Problem to solve:
Where a line below holds the string "glowing", that line goes into the answer.

Material provided below:

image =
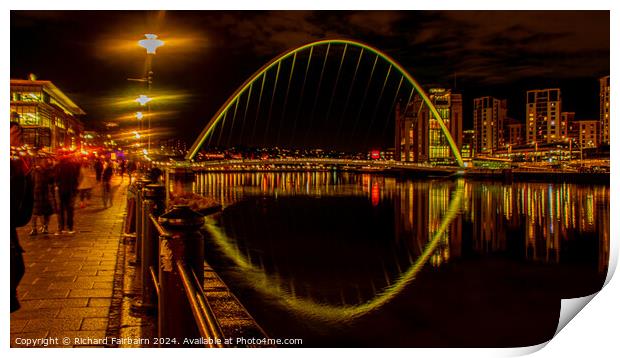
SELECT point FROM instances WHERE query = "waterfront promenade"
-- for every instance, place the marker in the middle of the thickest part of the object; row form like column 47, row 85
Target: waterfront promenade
column 67, row 290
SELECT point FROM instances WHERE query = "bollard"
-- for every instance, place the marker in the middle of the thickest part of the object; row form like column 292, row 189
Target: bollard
column 130, row 218
column 181, row 242
column 153, row 196
column 138, row 244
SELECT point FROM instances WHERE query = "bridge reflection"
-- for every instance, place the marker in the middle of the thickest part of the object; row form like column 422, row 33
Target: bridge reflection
column 434, row 223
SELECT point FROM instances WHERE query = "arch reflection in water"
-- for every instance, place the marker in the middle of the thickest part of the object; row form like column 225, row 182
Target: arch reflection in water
column 277, row 231
column 260, row 280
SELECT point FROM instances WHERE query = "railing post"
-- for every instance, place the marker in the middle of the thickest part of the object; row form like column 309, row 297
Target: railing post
column 182, row 242
column 130, row 218
column 152, row 203
column 139, row 218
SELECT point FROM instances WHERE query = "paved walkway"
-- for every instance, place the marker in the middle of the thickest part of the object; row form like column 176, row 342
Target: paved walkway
column 67, row 290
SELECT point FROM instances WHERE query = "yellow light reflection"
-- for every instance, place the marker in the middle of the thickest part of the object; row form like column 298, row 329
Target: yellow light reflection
column 259, row 280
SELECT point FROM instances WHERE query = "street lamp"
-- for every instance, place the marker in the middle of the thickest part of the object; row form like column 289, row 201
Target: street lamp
column 143, row 100
column 151, row 43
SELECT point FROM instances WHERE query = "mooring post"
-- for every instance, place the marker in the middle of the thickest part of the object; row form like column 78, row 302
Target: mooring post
column 182, row 242
column 152, row 203
column 141, row 183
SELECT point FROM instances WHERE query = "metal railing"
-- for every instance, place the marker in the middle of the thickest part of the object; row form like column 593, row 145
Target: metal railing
column 169, row 263
column 208, row 325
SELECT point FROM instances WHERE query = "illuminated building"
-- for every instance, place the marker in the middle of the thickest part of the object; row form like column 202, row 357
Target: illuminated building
column 542, row 120
column 467, row 149
column 588, row 133
column 604, row 110
column 571, row 129
column 48, row 116
column 489, row 116
column 513, row 132
column 418, row 135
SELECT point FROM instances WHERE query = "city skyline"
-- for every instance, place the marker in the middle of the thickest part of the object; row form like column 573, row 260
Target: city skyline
column 226, row 44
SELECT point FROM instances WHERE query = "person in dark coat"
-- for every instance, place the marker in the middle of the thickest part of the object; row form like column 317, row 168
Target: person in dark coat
column 44, row 195
column 106, row 178
column 98, row 169
column 67, row 179
column 131, row 168
column 22, row 198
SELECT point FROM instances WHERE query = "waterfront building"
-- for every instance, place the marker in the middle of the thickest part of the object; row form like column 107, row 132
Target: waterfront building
column 49, row 117
column 604, row 110
column 468, row 149
column 419, row 137
column 588, row 133
column 513, row 133
column 489, row 116
column 542, row 120
column 572, row 126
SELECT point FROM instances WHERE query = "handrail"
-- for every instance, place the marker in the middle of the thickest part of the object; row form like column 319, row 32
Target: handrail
column 160, row 229
column 207, row 324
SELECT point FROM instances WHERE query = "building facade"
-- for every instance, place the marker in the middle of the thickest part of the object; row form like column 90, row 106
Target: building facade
column 489, row 116
column 604, row 110
column 49, row 118
column 419, row 137
column 588, row 133
column 571, row 126
column 468, row 147
column 513, row 133
column 542, row 120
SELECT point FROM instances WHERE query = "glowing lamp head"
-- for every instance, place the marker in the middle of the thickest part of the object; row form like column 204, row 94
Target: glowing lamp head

End of Material provided.

Response:
SELECT point FROM instances WHERE query = "glowing lamp head"
Target: glowing lamp head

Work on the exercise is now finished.